→ **Given problem**
Reproduce every one of the following items verbatim, keeping each line intact.

** Start Entries supplied **

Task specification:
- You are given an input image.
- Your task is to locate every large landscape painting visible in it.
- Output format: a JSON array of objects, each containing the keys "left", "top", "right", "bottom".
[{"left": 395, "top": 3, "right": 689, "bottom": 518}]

** End Entries supplied **

→ **Answer for the task**
Task specification:
- You are given an input image.
- Your task is to locate every large landscape painting visible in it.
- Output format: a JSON array of objects, each containing the keys "left", "top", "right", "bottom".
[{"left": 395, "top": 3, "right": 689, "bottom": 518}]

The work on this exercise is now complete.